### PROVIDED TEXT
----

Get the FREE Ultimate OpenClaw Setup Guide →

Data Pipeline

Scanned
npx machina-cli add skill samarth777/modal-skills/data-pipeline --openclaw
Files (1)
SKILL.md
7.2 KB

Data Processing Pipeline Example

A complete example of a scalable data processing pipeline on Modal.

import modal
from datetime import datetime

# --- Image Definition ---
image = (
    modal.Image.debian_slim(python_version="3.12")
    .pip_install(
        "pandas==2.2.0",
        "pyarrow==15.0.0",
        "polars==0.20.0",
        "duckdb==0.10.0",
        "boto3",
    )
)

app = modal.App("data-pipeline", image=image)

# --- Volumes ---
raw_data = modal.Volume.from_name("raw-data", create_if_missing=True)
processed_data = modal.Volume.from_name("processed-data", create_if_missing=True)

RAW_PATH = "/raw"
PROCESSED_PATH = "/processed"

# --- Extract Stage ---
@app.function(
    volumes={RAW_PATH: raw_data},
    secrets=[modal.Secret.from_name("aws-credentials")],
    timeout=3600,
    memory=8192,
)
def extract_from_s3(
    bucket: str,
    prefix: str,
    date: str,
) -> list[str]:
    """Download files from S3 to Modal volume."""
    import boto3
    import os
    
    s3 = boto3.client("s3")
    
    # List objects
    response = s3.list_objects_v2(Bucket=bucket, Prefix=f"{prefix}/{date}")
    files = [obj["Key"] for obj in response.get("Contents", [])]
    
    downloaded = []
    for key in files:
        local_path = f"{RAW_PATH}/{key}"
        os.makedirs(os.path.dirname(local_path), exist_ok=True)
        s3.download_file(bucket, key, local_path)
        downloaded.append(local_path)
    
    raw_data.commit()
    return downloaded

# --- Transform Stage ---
@app.function(
    volumes={
        RAW_PATH: raw_data,
        PROCESSED_PATH: processed_data,
    },
    memory=16384,
    cpu=4,
)
def transform_file(input_path: str) -> str:
    """Transform a single file using Polars."""
    import polars as pl
    import os
    
    # Read raw data
    df = pl.read_parquet(input_path)
    
    # Apply transformations
    df = (
        df
        .filter(pl.col("status") == "active")

----

### PROVIDED RECORDS
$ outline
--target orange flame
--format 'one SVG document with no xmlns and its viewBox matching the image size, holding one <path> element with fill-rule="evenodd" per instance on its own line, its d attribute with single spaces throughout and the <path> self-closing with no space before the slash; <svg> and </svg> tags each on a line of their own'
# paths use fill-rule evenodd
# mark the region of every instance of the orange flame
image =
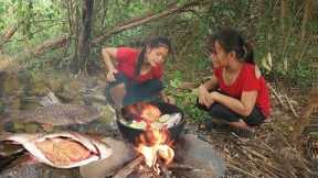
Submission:
<svg viewBox="0 0 318 178">
<path fill-rule="evenodd" d="M 167 129 L 156 130 L 150 124 L 147 124 L 145 134 L 139 136 L 137 151 L 145 157 L 146 165 L 157 169 L 157 159 L 161 158 L 166 165 L 173 160 L 174 152 L 170 147 L 172 142 L 169 141 L 169 132 Z"/>
</svg>

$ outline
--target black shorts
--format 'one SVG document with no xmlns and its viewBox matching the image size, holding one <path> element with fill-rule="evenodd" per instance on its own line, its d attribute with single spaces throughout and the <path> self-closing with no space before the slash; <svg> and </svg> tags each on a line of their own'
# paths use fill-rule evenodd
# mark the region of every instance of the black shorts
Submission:
<svg viewBox="0 0 318 178">
<path fill-rule="evenodd" d="M 215 102 L 209 109 L 205 105 L 201 105 L 198 102 L 198 107 L 204 111 L 208 111 L 209 114 L 215 119 L 225 120 L 227 122 L 239 122 L 241 119 L 251 126 L 259 125 L 266 119 L 261 112 L 258 107 L 254 107 L 248 116 L 243 116 L 232 111 L 230 108 Z"/>
<path fill-rule="evenodd" d="M 107 100 L 109 100 L 109 89 L 116 87 L 117 85 L 124 84 L 126 94 L 124 96 L 123 107 L 140 101 L 156 101 L 163 89 L 163 84 L 159 79 L 150 79 L 139 84 L 128 79 L 128 77 L 120 71 L 115 74 L 115 81 L 107 84 L 104 94 L 106 96 Z"/>
</svg>

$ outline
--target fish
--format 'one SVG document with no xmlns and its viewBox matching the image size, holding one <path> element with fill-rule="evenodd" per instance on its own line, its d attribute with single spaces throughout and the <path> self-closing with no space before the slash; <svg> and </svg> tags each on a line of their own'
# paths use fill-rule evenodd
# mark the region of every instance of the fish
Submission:
<svg viewBox="0 0 318 178">
<path fill-rule="evenodd" d="M 39 107 L 33 111 L 22 111 L 18 116 L 7 118 L 2 123 L 36 122 L 51 126 L 85 124 L 97 120 L 102 116 L 102 112 L 88 105 L 54 103 L 51 105 Z"/>
<path fill-rule="evenodd" d="M 109 145 L 78 132 L 19 133 L 3 138 L 21 144 L 39 163 L 55 168 L 73 168 L 108 158 L 113 154 Z"/>
</svg>

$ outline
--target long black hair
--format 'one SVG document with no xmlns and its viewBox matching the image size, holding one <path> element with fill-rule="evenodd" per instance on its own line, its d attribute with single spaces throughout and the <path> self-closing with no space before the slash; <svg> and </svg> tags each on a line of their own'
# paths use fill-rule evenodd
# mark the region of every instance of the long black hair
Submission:
<svg viewBox="0 0 318 178">
<path fill-rule="evenodd" d="M 138 56 L 135 76 L 140 75 L 141 66 L 142 66 L 145 58 L 146 58 L 147 47 L 150 47 L 150 48 L 167 47 L 169 53 L 171 53 L 171 51 L 172 51 L 171 49 L 171 43 L 168 40 L 168 37 L 166 37 L 166 36 L 155 36 L 155 37 L 151 37 L 148 41 L 146 41 L 146 43 L 144 44 L 142 49 Z"/>
<path fill-rule="evenodd" d="M 231 27 L 223 27 L 212 35 L 209 41 L 209 47 L 212 52 L 214 51 L 216 41 L 226 53 L 235 52 L 239 59 L 244 59 L 246 63 L 254 64 L 253 47 L 244 42 L 242 35 L 237 31 Z"/>
</svg>

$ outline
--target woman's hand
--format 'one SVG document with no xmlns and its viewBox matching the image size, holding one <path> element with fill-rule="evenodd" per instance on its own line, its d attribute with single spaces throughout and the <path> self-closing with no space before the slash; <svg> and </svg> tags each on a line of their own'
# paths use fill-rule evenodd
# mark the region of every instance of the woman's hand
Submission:
<svg viewBox="0 0 318 178">
<path fill-rule="evenodd" d="M 116 78 L 114 76 L 114 74 L 117 74 L 118 71 L 116 69 L 109 70 L 106 75 L 106 81 L 112 82 L 115 81 Z"/>
<path fill-rule="evenodd" d="M 161 92 L 160 93 L 161 99 L 163 102 L 170 103 L 170 104 L 176 104 L 176 100 L 172 96 L 167 96 L 166 93 Z"/>
<path fill-rule="evenodd" d="M 199 103 L 205 107 L 209 105 L 209 91 L 204 85 L 199 87 Z"/>
<path fill-rule="evenodd" d="M 208 99 L 206 99 L 206 103 L 205 103 L 206 108 L 210 108 L 215 102 L 215 96 L 216 94 L 219 94 L 218 91 L 213 91 L 213 92 L 208 93 L 208 96 L 206 96 Z"/>
</svg>

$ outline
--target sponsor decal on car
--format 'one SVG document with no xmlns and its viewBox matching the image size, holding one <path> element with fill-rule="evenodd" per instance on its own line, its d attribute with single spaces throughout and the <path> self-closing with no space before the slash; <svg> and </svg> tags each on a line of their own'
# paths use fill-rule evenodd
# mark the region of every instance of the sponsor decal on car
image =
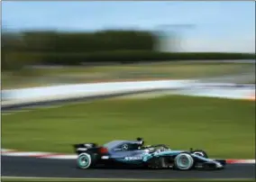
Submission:
<svg viewBox="0 0 256 182">
<path fill-rule="evenodd" d="M 135 156 L 135 157 L 125 157 L 125 160 L 138 160 L 138 159 L 142 159 L 142 156 Z"/>
</svg>

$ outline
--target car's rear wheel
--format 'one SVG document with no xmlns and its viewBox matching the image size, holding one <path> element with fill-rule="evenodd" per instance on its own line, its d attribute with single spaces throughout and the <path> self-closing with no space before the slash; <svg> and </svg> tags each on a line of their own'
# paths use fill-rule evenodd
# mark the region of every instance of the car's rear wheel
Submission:
<svg viewBox="0 0 256 182">
<path fill-rule="evenodd" d="M 81 153 L 78 155 L 77 164 L 79 168 L 85 169 L 92 166 L 92 156 L 88 153 Z"/>
<path fill-rule="evenodd" d="M 189 153 L 180 153 L 174 159 L 174 167 L 178 170 L 189 170 L 194 167 L 194 159 Z"/>
</svg>

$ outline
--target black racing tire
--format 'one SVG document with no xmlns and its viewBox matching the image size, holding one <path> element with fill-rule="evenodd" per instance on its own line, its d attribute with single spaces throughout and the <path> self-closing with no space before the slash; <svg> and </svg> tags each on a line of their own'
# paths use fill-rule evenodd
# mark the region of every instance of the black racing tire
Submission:
<svg viewBox="0 0 256 182">
<path fill-rule="evenodd" d="M 203 157 L 203 158 L 209 158 L 207 153 L 203 150 L 195 150 L 191 153 L 198 155 L 198 156 Z"/>
<path fill-rule="evenodd" d="M 164 168 L 164 158 L 154 157 L 147 162 L 147 168 L 151 169 L 161 169 Z"/>
<path fill-rule="evenodd" d="M 80 153 L 77 159 L 77 166 L 78 168 L 87 169 L 93 167 L 95 164 L 95 159 L 91 153 L 83 152 Z"/>
<path fill-rule="evenodd" d="M 174 158 L 174 168 L 178 170 L 190 170 L 194 164 L 193 157 L 187 152 L 179 153 Z"/>
</svg>

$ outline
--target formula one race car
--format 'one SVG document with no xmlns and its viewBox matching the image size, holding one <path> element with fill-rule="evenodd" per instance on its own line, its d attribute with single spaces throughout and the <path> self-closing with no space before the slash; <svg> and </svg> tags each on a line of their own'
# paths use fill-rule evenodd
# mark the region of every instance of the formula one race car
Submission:
<svg viewBox="0 0 256 182">
<path fill-rule="evenodd" d="M 102 146 L 96 143 L 74 145 L 79 168 L 96 167 L 129 167 L 146 168 L 223 169 L 224 159 L 209 159 L 202 150 L 173 150 L 163 144 L 144 146 L 144 141 L 112 141 Z"/>
</svg>

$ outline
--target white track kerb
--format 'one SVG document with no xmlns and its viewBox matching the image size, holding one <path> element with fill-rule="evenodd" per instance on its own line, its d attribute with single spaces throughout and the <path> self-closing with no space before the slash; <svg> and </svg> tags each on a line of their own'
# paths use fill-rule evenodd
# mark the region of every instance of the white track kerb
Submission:
<svg viewBox="0 0 256 182">
<path fill-rule="evenodd" d="M 75 154 L 61 154 L 41 151 L 19 151 L 16 150 L 1 149 L 2 156 L 10 157 L 32 157 L 38 159 L 76 159 L 78 155 Z M 255 164 L 255 159 L 227 159 L 228 164 Z"/>
</svg>

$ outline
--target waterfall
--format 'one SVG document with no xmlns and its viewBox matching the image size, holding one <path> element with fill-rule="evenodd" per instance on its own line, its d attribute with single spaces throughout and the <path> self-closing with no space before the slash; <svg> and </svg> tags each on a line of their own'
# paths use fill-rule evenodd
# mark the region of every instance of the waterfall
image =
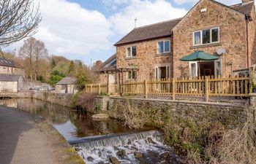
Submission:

----

### CHALLENGES
A. In the data pipeline example, what timeout does the extract stage set?
B. In the data pipeline example, rewrite the code between "# List objects" and "s3.download_file(bucket, key, local_path)", inclusive, substituting "target_path" for each occurrence of "local_path".

### WORKED ANSWERS
A. 3600

B.
# List objects
    response = s3.list_objects_v2(Bucket=bucket, Prefix=f"{prefix}/{date}")
    files = [obj["Key"] for obj in response.get("Contents", [])]
    
    downloaded = []
    for key in files:
        target_path = f"{RAW_PATH}/{key}"
        os.makedirs(os.path.dirname(target_path), exist_ok=True)
        s3.download_file(bucket, key, target_path)